WHAT TO WORK ON:
Reproduce the passage about Grass Valley's storage choice word for word, from "With all of" up to and including "objectives.".

TEXT PASSAGE:

■ ■ ■

Tegile Systems,
the leading provider of flash-driven storage arrays for databases,
virtualized server and virtual desktop environments, today announced
that Grass Valley, a leading provider of end-to-end television
production and content distribution workflow, has implemented a Tegile
HA2300 hybrid array to provide the speed, cost and year-to-year
investment protection for its growing VM environment.
Grass Valley deployed a FlexPod architecture that included NetApp
storage, the Cisco Unified Computing System and VMware at its Hillsboro,
Oregon engineering center to support its large virtual infrastructure.
The FlexPod system was used by Grass Valley for a variety of
mission-critical applications including software development, training,
customer service, documentation, build operations, VDI and Q&A
testing. Performance and latency issues resulting in the growth of VMs
on NFS led the company to seek out a new solution to replace its NetApp
FAS2240 data storage system.
With all of the Hillsboro operations except core IT running in its
virtual infrastructure, Grass Valley began an analysis of storage
offerings that would satisfy its demanding needs for speed, acquisition
price point and long-term investment costs to accommodate
year-after-year growth. The company evaluated options that included
purchasing a replacement NetApp FAS2240 data storage system as well as
offerings from EMC, Isilon and Hitachi before deciding to take a “leap
of faith” and adopt a Tegile hybrid storage array to meet its business
objectives.
“Tegile really does perform like you’ve never seen before,” said Tony
Combs, Solutions Architect at Grass Valley. “They’re more cost
effective than anyone in the industry right now. And Tegile does
something no one else does. Their dedupe is inline, which is very
impressive. It’s almost too good to be true.”
Tegile flash-driven arrays are designed to make the management of VDI
easier, faster, more reliable, more scalable and less expensive.

■ ■ ■

EXTRACTED RECORDS:
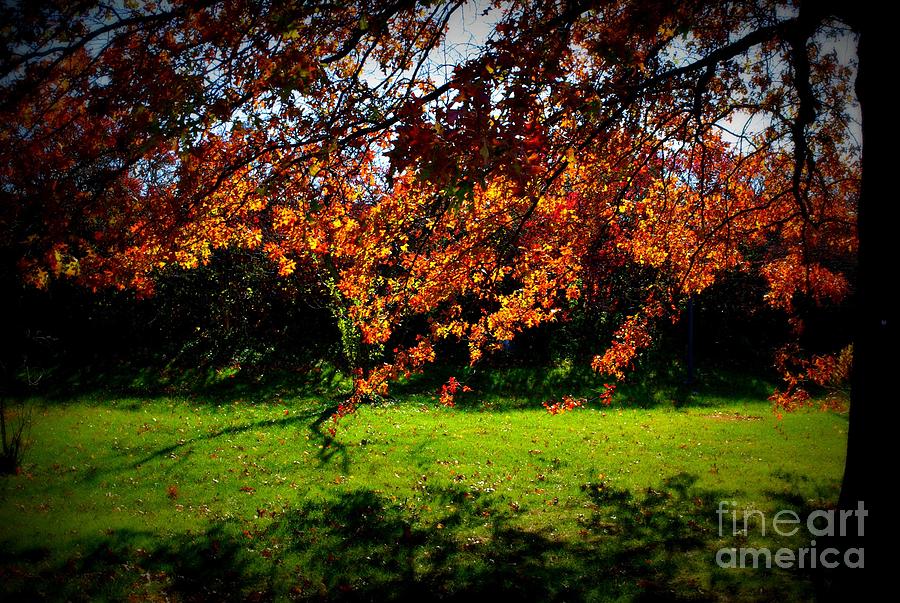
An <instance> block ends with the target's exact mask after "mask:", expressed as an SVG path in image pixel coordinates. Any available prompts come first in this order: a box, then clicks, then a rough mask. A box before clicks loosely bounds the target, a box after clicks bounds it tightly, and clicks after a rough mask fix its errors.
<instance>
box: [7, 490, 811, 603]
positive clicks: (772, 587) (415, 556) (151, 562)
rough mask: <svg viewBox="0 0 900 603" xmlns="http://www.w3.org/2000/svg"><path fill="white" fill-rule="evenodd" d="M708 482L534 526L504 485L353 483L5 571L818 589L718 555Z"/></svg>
mask: <svg viewBox="0 0 900 603" xmlns="http://www.w3.org/2000/svg"><path fill="white" fill-rule="evenodd" d="M695 482H696V477H694V476H691V475H686V474H678V475H675V476H672V477H671V478H669V479H668V480H666V481H664V483H663V484H662V485H661V486H660V487H659V489H652V488H651V489H647V490H646V491H636V492H630V491H627V490H621V489H617V488H615V487H613V486H611V485H609V484H608V483H604V482H592V483H587V484H584V485H583V486H582V488H581V494H580V495H579V496H577V497H575V498H574V499H573V500H569V501H562V502H560V503H559V504H567V505H575V506H577V507H579V508H583V509H584V513H582V514H581V515H580V516H579V519H578V525H576V526H571V529H568V530H566V529H563V527H562V526H560V529H559V531H557V530H555V529H549V528H547V529H536V528H531V527H529V521H528V515H522V512H523V511H524V509H523V510H519V509H518V507H517V506H516V505H512V504H510V501H508V500H506V499H505V498H504V497H503V496H502V495H499V494H496V493H494V494H477V493H476V494H472V493H470V492H468V491H466V490H465V489H463V488H462V487H456V486H444V487H431V486H428V487H423V488H422V490H421V492H420V494H421V496H420V497H417V498H416V499H415V500H413V499H404V500H396V499H395V498H393V497H391V496H389V495H387V494H385V493H382V492H379V491H375V490H368V489H359V490H351V491H344V492H341V493H338V494H333V495H329V496H327V497H326V498H324V499H309V498H301V499H300V500H298V501H297V502H296V504H295V505H293V507H292V508H291V509H290V510H287V511H284V512H275V513H271V512H267V511H265V510H261V511H259V512H258V515H257V517H256V518H254V519H247V520H244V521H242V522H237V521H230V522H223V523H216V524H213V525H212V526H211V527H210V528H208V529H207V530H206V531H205V532H202V533H196V534H190V533H187V534H185V533H182V534H177V535H175V536H173V537H171V538H162V539H161V538H159V537H158V536H156V535H153V534H149V533H142V532H134V531H113V532H110V533H108V534H107V535H106V536H104V537H98V538H96V539H94V540H90V541H83V542H81V543H79V549H80V552H79V553H78V554H75V555H72V556H70V557H67V558H57V557H55V556H54V554H53V553H52V551H50V550H49V549H42V548H37V547H33V548H30V549H26V550H22V551H16V552H14V553H10V552H9V551H7V552H5V553H2V554H0V576H2V578H3V586H2V589H3V590H5V591H6V595H7V596H9V597H10V598H15V599H21V600H33V599H59V600H62V599H70V600H95V599H113V600H121V599H126V598H128V597H136V598H137V599H140V600H148V599H149V600H164V599H168V600H172V599H175V600H184V601H206V600H272V599H283V598H293V599H305V600H315V601H325V600H331V601H407V600H445V601H462V600H467V599H472V598H475V599H476V600H477V599H483V598H487V597H497V596H501V595H504V596H509V597H514V598H515V600H520V601H563V600H566V601H581V600H601V601H602V600H609V599H626V600H638V601H640V600H648V601H649V600H654V601H658V600H672V601H677V600H681V601H712V600H775V599H779V598H780V599H784V600H798V599H802V598H808V597H809V596H810V594H811V588H812V587H811V583H810V580H809V577H808V576H806V575H803V574H799V573H793V572H787V571H783V570H778V571H771V570H764V569H759V570H724V569H720V568H718V567H717V566H716V565H715V562H714V558H715V550H716V549H717V548H718V547H720V546H723V543H722V541H721V540H720V539H719V537H718V534H717V528H716V514H715V507H716V501H718V500H719V499H720V495H719V494H718V493H715V492H709V491H700V490H698V489H697V488H696V487H695V485H694V484H695ZM537 504H540V503H537ZM540 512H541V511H540V510H539V509H537V510H534V509H533V510H531V514H534V513H540ZM724 545H727V544H724Z"/></svg>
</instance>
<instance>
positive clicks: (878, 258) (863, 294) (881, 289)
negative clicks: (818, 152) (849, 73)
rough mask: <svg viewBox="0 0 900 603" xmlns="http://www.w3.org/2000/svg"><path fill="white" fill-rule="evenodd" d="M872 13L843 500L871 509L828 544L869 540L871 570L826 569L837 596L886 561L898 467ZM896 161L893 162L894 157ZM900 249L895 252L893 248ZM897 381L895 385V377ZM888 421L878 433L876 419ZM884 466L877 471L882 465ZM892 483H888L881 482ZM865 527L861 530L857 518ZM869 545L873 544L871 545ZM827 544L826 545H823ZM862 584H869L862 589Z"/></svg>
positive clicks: (887, 172)
mask: <svg viewBox="0 0 900 603" xmlns="http://www.w3.org/2000/svg"><path fill="white" fill-rule="evenodd" d="M879 29H881V27H880V26H879V27H878V28H877V29H876V28H875V27H874V26H873V23H872V22H870V21H869V20H868V19H865V18H863V19H861V20H860V21H859V22H858V31H859V33H860V39H859V72H858V74H857V80H856V94H857V98H858V99H859V103H860V107H861V114H862V137H863V154H862V186H861V191H860V198H859V205H858V215H857V220H858V228H859V255H858V275H857V292H856V311H855V316H856V318H855V324H854V342H853V346H854V347H853V376H852V382H851V394H850V417H849V427H848V434H847V460H846V465H845V468H844V479H843V482H842V485H841V494H840V499H839V502H838V507H839V509H841V510H850V511H855V510H857V509H858V508H859V506H860V504H862V505H863V506H864V507H865V510H866V511H867V512H868V515H867V516H866V517H865V518H864V522H863V523H859V522H857V521H850V522H848V527H851V528H853V529H851V530H849V534H848V535H846V536H836V537H834V538H833V539H831V542H829V543H828V544H830V545H832V546H835V547H837V548H839V549H840V550H847V549H848V548H853V547H865V548H868V549H869V550H868V551H867V552H869V559H868V560H867V561H868V565H866V567H868V571H867V572H865V574H862V573H861V572H860V570H857V569H847V568H844V567H843V564H841V566H839V569H837V570H836V571H834V572H833V574H832V575H831V576H828V577H827V583H826V588H827V590H826V594H827V598H828V599H830V600H851V599H859V598H860V594H861V592H865V588H866V587H868V586H869V585H870V584H871V575H872V573H873V572H872V570H873V568H874V567H878V566H881V567H883V564H884V562H885V558H881V559H879V558H878V556H877V555H875V554H872V553H873V552H874V550H875V546H874V545H875V544H876V542H875V541H876V540H881V539H883V538H884V535H885V534H886V531H885V530H886V522H885V519H886V512H887V511H886V508H885V507H884V506H883V505H882V504H881V502H882V501H880V500H878V499H875V498H873V497H874V496H875V493H876V491H875V488H874V484H875V478H876V477H878V479H879V481H881V482H882V484H884V482H885V481H887V480H890V479H891V478H892V477H893V475H892V474H891V473H892V472H888V471H887V469H888V467H887V466H886V465H885V464H884V461H885V460H887V459H886V458H883V456H882V455H883V454H884V453H883V452H880V451H879V449H878V447H879V446H880V445H881V444H882V443H883V442H885V441H886V440H885V439H884V438H886V437H889V436H887V434H886V432H885V431H884V429H885V428H886V427H888V426H889V425H890V423H891V419H892V418H893V417H889V416H888V408H889V405H890V404H892V403H893V400H894V399H895V398H896V395H893V396H887V395H886V394H887V392H888V391H889V390H888V385H889V383H888V381H889V379H890V376H891V373H892V370H896V364H895V363H892V362H890V361H889V359H888V354H889V352H888V350H890V349H891V346H890V345H889V344H890V343H891V341H892V339H893V333H894V330H895V319H896V311H895V308H896V304H895V303H891V300H890V298H889V295H888V290H887V288H888V282H890V281H892V280H893V279H891V278H889V277H888V274H887V271H888V270H894V269H895V268H894V267H895V266H896V264H894V263H893V261H892V260H893V258H892V257H891V256H892V255H894V254H895V253H896V252H895V251H894V250H893V249H892V248H895V247H896V243H892V242H891V241H892V239H893V238H896V234H891V233H889V232H888V229H889V228H896V226H897V223H896V222H895V221H893V220H892V217H893V216H892V215H891V214H892V213H893V212H891V207H892V205H894V204H895V203H896V201H895V199H893V198H892V197H895V195H892V194H890V191H892V190H893V189H894V188H895V185H892V184H891V182H889V181H888V180H889V175H890V174H891V170H895V169H896V168H895V167H894V166H892V165H890V164H892V163H894V162H895V159H894V156H895V153H894V151H893V150H892V147H894V146H895V144H896V142H895V139H896V136H895V134H894V133H893V132H892V130H891V128H890V127H888V126H889V124H891V123H892V121H893V120H894V119H896V109H895V108H893V107H892V108H891V109H888V108H887V100H888V99H890V98H892V97H890V96H888V95H887V94H885V92H886V91H884V90H881V91H878V90H875V89H874V88H876V87H879V86H880V85H881V84H879V81H878V80H879V79H880V78H882V77H884V76H885V75H886V74H888V73H890V72H892V69H882V68H880V66H879V64H878V61H879V59H880V58H881V57H888V56H894V53H893V51H892V50H888V49H887V48H886V45H887V43H886V40H888V39H892V38H891V37H890V36H887V35H885V34H886V33H887V32H882V31H879ZM889 162H890V163H889ZM892 252H893V253H892ZM894 387H896V385H894ZM877 425H880V426H881V429H879V430H878V432H879V433H876V431H875V429H876V426H877ZM876 472H877V473H876ZM882 487H886V486H884V485H883V486H882ZM860 525H861V526H862V528H863V529H862V530H861V531H859V532H858V533H857V530H856V528H857V526H860ZM866 545H868V546H866ZM820 546H821V545H820ZM861 589H862V590H861Z"/></svg>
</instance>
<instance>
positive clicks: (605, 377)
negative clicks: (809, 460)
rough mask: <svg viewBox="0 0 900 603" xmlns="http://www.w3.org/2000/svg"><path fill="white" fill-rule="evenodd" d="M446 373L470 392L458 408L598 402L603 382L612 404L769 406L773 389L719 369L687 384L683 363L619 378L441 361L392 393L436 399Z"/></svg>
mask: <svg viewBox="0 0 900 603" xmlns="http://www.w3.org/2000/svg"><path fill="white" fill-rule="evenodd" d="M450 377H455V378H456V379H457V380H458V381H459V382H460V383H462V384H465V385H467V386H469V387H471V388H472V392H471V393H460V394H458V395H457V396H456V399H455V403H456V407H457V408H459V409H460V410H463V411H506V410H518V409H527V408H541V406H542V404H543V403H544V402H552V401H558V400H561V399H562V397H563V396H565V395H569V396H573V397H576V398H583V399H586V400H587V402H588V404H589V405H591V406H598V407H599V406H600V405H601V404H600V401H599V396H600V393H601V392H603V391H604V390H605V384H606V383H610V384H612V385H615V386H616V391H615V394H614V396H613V400H612V406H613V407H615V408H624V407H627V408H644V409H647V408H658V407H666V406H668V407H672V408H691V407H694V408H704V407H716V406H721V405H722V403H733V402H751V403H754V402H756V403H760V404H766V405H768V404H769V402H768V401H767V398H768V397H769V395H770V394H771V393H772V384H771V383H770V382H769V381H767V380H766V379H764V378H759V377H756V376H753V375H746V374H740V373H735V372H729V371H724V370H718V369H717V370H708V371H698V372H697V374H696V377H695V380H694V382H693V383H690V384H688V383H685V380H684V371H683V368H682V367H681V366H680V365H679V364H678V363H675V362H673V363H670V364H669V365H666V366H653V367H643V368H642V369H640V370H638V371H636V372H635V373H632V374H629V375H628V376H627V378H626V380H625V381H624V382H621V383H617V382H615V381H614V380H613V379H611V378H608V377H604V376H603V375H599V374H597V373H596V372H595V371H593V370H592V369H591V368H590V367H589V366H587V365H576V364H571V365H565V366H547V367H503V368H493V369H487V370H485V369H476V370H472V369H470V368H469V367H447V366H442V367H435V369H433V370H429V372H428V373H426V374H424V375H418V376H415V377H413V378H412V379H410V380H408V381H406V382H403V383H400V384H397V385H395V386H392V388H391V393H392V395H394V396H396V397H397V398H398V399H401V400H402V399H404V398H407V397H411V396H418V397H420V398H421V397H429V398H430V397H435V398H436V397H437V396H438V394H439V392H440V389H441V386H442V385H443V384H444V383H446V382H447V380H448V379H449V378H450Z"/></svg>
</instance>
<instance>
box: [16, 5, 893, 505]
mask: <svg viewBox="0 0 900 603" xmlns="http://www.w3.org/2000/svg"><path fill="white" fill-rule="evenodd" d="M2 10H3V11H4V13H5V15H4V17H5V18H4V21H5V22H6V23H7V25H6V26H5V27H4V29H3V30H2V33H0V35H2V37H3V42H4V44H3V48H4V51H3V55H2V57H0V77H2V80H0V81H2V91H3V94H2V101H0V118H2V121H0V123H2V125H0V140H2V143H3V144H2V147H0V149H2V150H0V157H2V161H0V166H2V167H0V169H2V175H0V179H2V188H0V195H2V197H3V202H2V207H0V225H2V229H0V242H2V245H3V247H4V248H5V249H6V250H7V257H12V258H14V260H15V262H16V264H17V268H16V269H17V270H19V271H20V273H21V275H22V277H23V278H25V279H26V280H29V281H30V282H32V283H34V284H35V285H38V286H42V285H45V284H46V283H47V281H48V279H52V278H58V277H65V276H69V277H73V278H76V279H78V280H80V281H82V282H83V283H85V284H86V285H88V286H92V287H103V286H118V287H130V288H135V289H138V290H140V291H143V292H150V291H152V287H153V279H154V275H155V274H156V273H157V272H158V271H159V269H160V268H161V267H165V266H167V265H171V264H179V265H182V266H185V267H192V266H196V265H198V264H200V263H204V262H206V261H208V258H209V257H210V254H211V252H212V250H214V249H215V248H217V247H226V246H236V247H247V248H252V249H258V250H261V251H263V252H264V253H265V254H267V255H268V256H269V257H270V258H271V260H272V262H273V264H272V265H273V269H274V270H278V271H279V272H280V273H281V274H289V273H291V272H293V271H296V270H299V269H303V270H305V271H307V272H308V273H310V274H314V275H315V279H316V281H317V282H318V283H319V285H320V287H321V289H322V291H323V292H325V293H326V295H327V296H328V298H329V299H330V300H331V304H332V312H333V314H334V317H335V320H336V321H337V324H338V325H339V326H340V328H341V332H342V337H343V341H344V352H345V356H346V357H347V361H348V362H349V363H350V364H351V366H353V367H355V369H356V371H357V379H356V383H357V390H356V397H355V398H354V400H352V401H351V402H355V401H357V400H358V399H359V397H361V396H365V395H369V394H373V393H377V392H379V391H381V390H382V389H383V388H384V387H385V384H386V383H387V382H388V381H389V380H390V379H391V378H393V377H395V376H396V375H398V374H400V373H402V372H405V371H410V370H419V369H420V368H421V367H422V366H423V365H424V364H425V363H427V362H428V361H429V360H430V359H432V358H433V356H434V351H433V346H434V344H435V342H436V341H437V340H440V339H443V338H455V339H460V340H463V341H465V342H467V343H468V345H469V349H470V355H471V358H472V361H473V362H475V361H477V360H478V358H479V357H480V356H481V355H482V354H483V353H484V352H485V351H487V350H489V349H491V348H494V347H497V346H500V345H502V342H503V341H506V340H509V339H511V338H512V337H514V336H515V334H516V333H517V332H519V331H521V330H523V329H524V328H527V327H530V326H535V325H538V324H541V323H543V322H547V321H552V320H559V319H560V318H564V317H565V316H566V313H567V308H569V307H570V306H571V305H572V304H574V303H575V302H576V300H586V303H588V302H589V303H592V304H599V305H602V306H603V307H608V308H616V309H617V310H618V311H619V314H621V315H622V316H623V317H624V318H623V321H622V322H621V324H620V325H619V328H618V330H617V331H616V335H615V338H614V340H613V341H611V342H598V348H597V357H596V359H595V362H594V365H595V367H596V368H597V369H598V370H601V371H604V372H607V373H610V374H612V375H614V376H615V375H621V374H622V371H623V370H624V369H625V368H626V367H627V366H629V365H630V363H631V361H632V359H633V357H634V356H635V354H636V353H637V352H638V351H639V350H640V348H641V347H642V346H645V345H646V344H647V343H648V342H649V340H650V337H651V332H652V327H653V324H654V323H655V322H656V321H659V320H661V319H663V318H665V317H672V316H675V315H677V313H678V311H679V308H680V306H681V304H682V303H683V302H684V300H686V299H687V298H689V297H690V296H692V295H695V294H698V293H700V292H701V291H703V290H704V289H706V288H707V287H709V286H710V285H711V284H713V283H715V282H716V281H717V280H718V279H720V278H722V276H723V275H725V274H727V273H730V272H734V271H745V272H750V273H753V274H758V275H760V276H761V277H762V278H764V279H765V280H766V282H767V283H768V287H769V289H768V293H767V295H766V298H767V300H768V301H769V303H771V304H772V305H774V306H776V307H778V308H781V309H783V310H785V311H786V312H788V313H791V312H793V311H794V305H795V303H796V301H797V300H798V299H800V298H803V299H808V300H812V301H814V302H817V303H827V302H830V301H835V300H840V299H842V298H844V297H846V296H847V295H848V294H853V295H855V298H856V302H855V304H856V308H857V314H858V316H859V321H858V325H857V331H856V336H855V339H854V341H853V344H854V348H853V350H854V354H855V361H854V371H855V381H854V385H853V394H852V404H851V422H850V425H851V427H850V442H849V451H848V452H849V454H848V461H847V463H848V464H847V472H846V476H845V480H844V488H843V491H842V496H841V501H842V505H845V506H854V503H853V501H856V500H859V499H865V498H867V497H868V496H869V495H870V494H871V492H870V490H869V485H868V484H869V482H868V481H867V480H866V479H865V477H864V476H865V475H867V474H866V464H867V463H868V462H869V459H871V458H873V456H872V451H871V450H870V449H866V448H865V446H871V441H872V440H871V434H869V433H868V431H867V427H866V425H867V419H866V417H867V416H868V415H870V413H872V412H873V410H872V407H873V405H875V404H877V401H876V400H874V398H875V396H876V395H877V394H876V392H877V385H878V384H879V383H881V380H882V379H884V376H883V375H884V371H883V369H884V366H883V365H880V364H879V360H878V359H877V358H878V357H879V355H878V350H879V346H884V345H885V343H886V340H887V336H888V329H889V328H892V326H890V325H892V324H893V322H892V320H889V318H888V315H887V312H888V308H887V306H886V305H885V304H886V302H885V300H886V295H885V294H884V290H883V288H882V285H880V283H879V281H878V279H877V274H878V269H877V267H876V265H877V263H878V262H879V258H880V256H881V254H882V253H883V252H884V245H885V243H884V241H885V240H886V239H885V238H884V237H885V233H884V230H882V229H883V228H884V224H885V223H886V220H883V219H882V218H881V217H880V215H879V212H881V211H883V209H882V208H881V206H880V205H879V204H878V203H877V202H874V201H872V198H873V196H875V194H877V192H873V191H878V190H879V189H880V186H881V184H880V182H881V181H880V178H882V175H883V174H884V173H886V171H885V168H884V165H883V163H881V162H880V161H881V160H880V159H879V158H878V157H875V156H874V155H875V154H874V153H872V152H870V151H869V149H870V148H872V147H873V146H874V145H877V144H879V143H878V142H877V140H878V138H879V136H880V135H882V131H881V130H880V129H879V125H878V124H879V116H878V114H877V112H878V110H879V109H878V108H877V107H876V106H875V105H876V103H875V101H873V99H872V92H871V88H872V84H871V83H870V82H871V78H873V75H872V70H873V67H872V66H871V63H872V62H873V58H872V57H873V56H874V55H875V54H877V52H878V51H877V50H872V46H873V44H874V43H875V42H874V41H873V40H874V39H875V37H876V36H875V34H874V33H873V32H872V31H870V30H869V25H868V23H867V22H866V20H865V19H864V16H865V15H863V14H862V13H861V11H860V10H858V9H856V8H854V7H853V6H846V5H844V4H839V3H828V2H802V3H797V2H793V3H783V2H778V1H769V0H757V1H755V2H719V1H706V0H695V1H687V2H678V3H669V2H651V1H624V0H608V1H597V2H589V1H586V2H578V1H574V0H573V1H569V2H558V1H539V0H523V1H519V2H496V3H492V4H488V3H467V2H463V1H453V2H414V1H408V0H401V1H396V2H364V1H359V2H340V3H330V2H305V3H294V2H284V3H282V2H276V1H266V0H221V1H215V0H185V1H181V0H176V1H170V2H152V1H149V0H140V1H138V0H134V1H129V2H124V3H104V2H91V1H86V2H74V3H73V2H61V1H41V2H23V3H21V4H19V5H6V6H5V7H4V8H3V9H2ZM473 11H476V12H477V13H479V19H480V20H479V24H478V26H477V27H476V28H475V29H476V31H474V32H473V36H472V39H471V40H469V41H468V43H464V40H462V37H461V35H460V33H461V29H460V26H459V22H460V15H469V16H471V14H472V12H473ZM448 31H449V34H448ZM857 43H858V45H859V49H860V50H859V53H857V52H856V46H857ZM857 56H858V60H857ZM860 108H861V115H862V117H863V119H862V134H863V139H864V141H865V143H866V152H865V153H863V152H862V148H861V146H862V145H861V142H860V141H859V140H858V138H859V133H860V130H859V126H858V122H857V117H858V115H859V114H860V112H859V109H860ZM873 114H874V115H875V117H873ZM873 124H875V125H874V126H873ZM861 158H864V159H861ZM861 162H862V164H864V165H862V169H861ZM857 234H859V237H858V238H857ZM857 241H859V247H858V248H857ZM857 252H858V254H857ZM857 256H858V263H857V264H855V265H856V266H857V267H858V268H857V269H856V277H855V278H854V276H853V272H854V263H853V262H848V258H855V257H857ZM623 273H624V274H626V275H627V278H624V279H623V278H622V275H623ZM794 325H795V326H796V328H797V329H798V330H799V329H800V328H802V325H801V324H800V323H799V322H798V321H794ZM400 332H402V333H404V337H399V336H398V333H400ZM411 332H412V334H410V333H411ZM791 359H792V360H793V361H794V362H795V363H797V364H798V365H799V368H795V369H793V370H792V371H788V370H787V369H786V374H787V376H788V377H789V380H790V382H789V384H788V387H787V389H786V390H785V391H784V392H782V394H781V395H780V396H779V397H778V398H777V400H776V401H777V402H778V403H779V404H781V405H783V406H787V407H792V406H794V405H796V404H797V403H798V402H802V401H803V399H804V398H803V394H802V389H801V388H800V385H801V381H802V380H803V379H811V380H818V381H825V380H827V379H828V378H829V377H830V376H831V375H832V374H833V373H835V372H836V371H838V370H839V368H840V365H841V361H840V356H838V355H834V356H820V357H816V358H812V359H804V358H801V357H798V356H797V355H796V354H792V355H791Z"/></svg>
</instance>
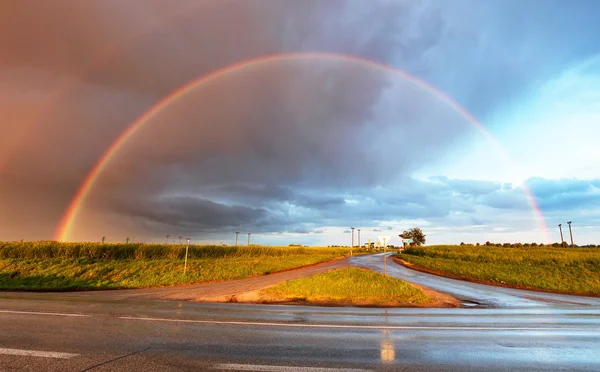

■ ■ ■

SOLUTION FOR THIS TASK:
With all of the Hillsboro operations except core IT running in its
virtual infrastructure, Grass Valley began an analysis of storage
offerings that would satisfy its demanding needs for speed, acquisition
price point and long-term investment costs to accommodate
year-after-year growth. The company evaluated options that included
purchasing a replacement NetApp FAS2240 data storage system as well as
offerings from EMC, Isilon and Hitachi before deciding to take a “leap
of faith” and adopt a Tegile hybrid storage array to meet its business
objectives.